====== Extract provided ======
Monday, October 10, 2016

Disjunction...

Wang and Ahmed (2003) describe the learning organization as the "collectivity of individual learning, training and development...within the organization." Rao (2016) contributes to this description by elaborating on the value of individual worker training to learning organizations. All three advance the belief that a learning organization's stability and growth is intimately tied to and dependent on individual workers' professional development. In this cognition of things, adult workers who are engaged in continuous learning and/or skill development are the essential--the most critical, perhaps--cogs in the learning organization machine; they help drive the organization forward and serve as stewards of the organization's culture. Furthermore, in the context of our ultra competitive labor markets, where learning organizations are increasingly jostling for survival, these adult workers/learners can be viewed as organizational assets as their ability to learn fast "constitutes the only sustainable competitive advantage at the disposal of a learning organization (Wang & Ahmad, 2003). In light of these admissions, it is a bit perplexing why learning organizations continuously turn to "training" as a means of developing their organizational assets.
====== Information given ======
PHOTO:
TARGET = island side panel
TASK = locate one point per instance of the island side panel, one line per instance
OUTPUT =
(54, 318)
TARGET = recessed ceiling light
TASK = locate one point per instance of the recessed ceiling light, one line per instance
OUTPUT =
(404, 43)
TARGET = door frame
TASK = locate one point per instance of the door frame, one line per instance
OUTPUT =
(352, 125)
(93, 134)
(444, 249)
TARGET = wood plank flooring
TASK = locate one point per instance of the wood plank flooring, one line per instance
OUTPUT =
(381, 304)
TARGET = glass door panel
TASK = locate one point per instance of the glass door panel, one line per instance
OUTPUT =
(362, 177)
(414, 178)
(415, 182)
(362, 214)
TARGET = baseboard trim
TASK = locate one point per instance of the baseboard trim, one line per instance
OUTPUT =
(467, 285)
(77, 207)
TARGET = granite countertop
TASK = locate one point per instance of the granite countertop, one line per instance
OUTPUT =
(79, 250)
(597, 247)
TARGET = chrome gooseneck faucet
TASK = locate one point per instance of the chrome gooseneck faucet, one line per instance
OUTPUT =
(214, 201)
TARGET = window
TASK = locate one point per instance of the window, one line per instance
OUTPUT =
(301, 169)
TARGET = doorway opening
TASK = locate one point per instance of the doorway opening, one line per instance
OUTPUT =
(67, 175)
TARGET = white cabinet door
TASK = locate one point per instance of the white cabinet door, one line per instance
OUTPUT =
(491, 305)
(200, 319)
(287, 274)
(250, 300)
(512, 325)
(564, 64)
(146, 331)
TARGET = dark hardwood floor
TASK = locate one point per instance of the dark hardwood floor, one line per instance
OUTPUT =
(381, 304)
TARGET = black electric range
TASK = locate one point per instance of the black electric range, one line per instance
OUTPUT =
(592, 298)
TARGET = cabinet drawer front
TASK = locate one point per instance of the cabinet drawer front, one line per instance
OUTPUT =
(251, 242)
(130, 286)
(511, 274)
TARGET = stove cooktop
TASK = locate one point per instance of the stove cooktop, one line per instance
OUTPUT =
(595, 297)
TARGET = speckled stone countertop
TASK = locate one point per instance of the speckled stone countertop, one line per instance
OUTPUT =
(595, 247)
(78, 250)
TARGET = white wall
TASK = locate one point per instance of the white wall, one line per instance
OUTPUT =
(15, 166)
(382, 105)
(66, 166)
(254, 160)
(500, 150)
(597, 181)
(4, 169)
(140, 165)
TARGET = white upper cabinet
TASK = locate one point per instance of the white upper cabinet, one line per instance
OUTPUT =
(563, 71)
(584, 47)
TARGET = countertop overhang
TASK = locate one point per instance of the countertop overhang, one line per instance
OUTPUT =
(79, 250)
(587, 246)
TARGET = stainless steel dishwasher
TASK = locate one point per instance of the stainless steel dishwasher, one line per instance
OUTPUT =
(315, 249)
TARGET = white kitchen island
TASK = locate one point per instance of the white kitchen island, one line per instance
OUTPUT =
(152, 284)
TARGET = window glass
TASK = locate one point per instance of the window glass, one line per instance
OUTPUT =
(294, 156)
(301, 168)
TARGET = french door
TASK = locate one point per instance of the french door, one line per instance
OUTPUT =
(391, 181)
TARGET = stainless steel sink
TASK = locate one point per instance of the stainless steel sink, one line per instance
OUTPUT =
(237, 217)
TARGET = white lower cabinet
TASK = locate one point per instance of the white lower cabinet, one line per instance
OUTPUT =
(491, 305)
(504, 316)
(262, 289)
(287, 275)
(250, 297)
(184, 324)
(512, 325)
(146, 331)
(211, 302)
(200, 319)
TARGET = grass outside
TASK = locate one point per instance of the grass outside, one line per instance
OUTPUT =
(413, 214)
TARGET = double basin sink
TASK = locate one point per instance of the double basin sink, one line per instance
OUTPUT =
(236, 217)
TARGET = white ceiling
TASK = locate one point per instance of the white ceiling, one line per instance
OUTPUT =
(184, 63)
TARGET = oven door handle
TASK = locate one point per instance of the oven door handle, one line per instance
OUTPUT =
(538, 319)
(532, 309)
======
§ What the exercise asks: In the post on learning organizations, what does Rao (2016) elaborate on? The records are from a different source than the text.

§ Result: Rao elaborates on the value of individual worker training to learning organizations.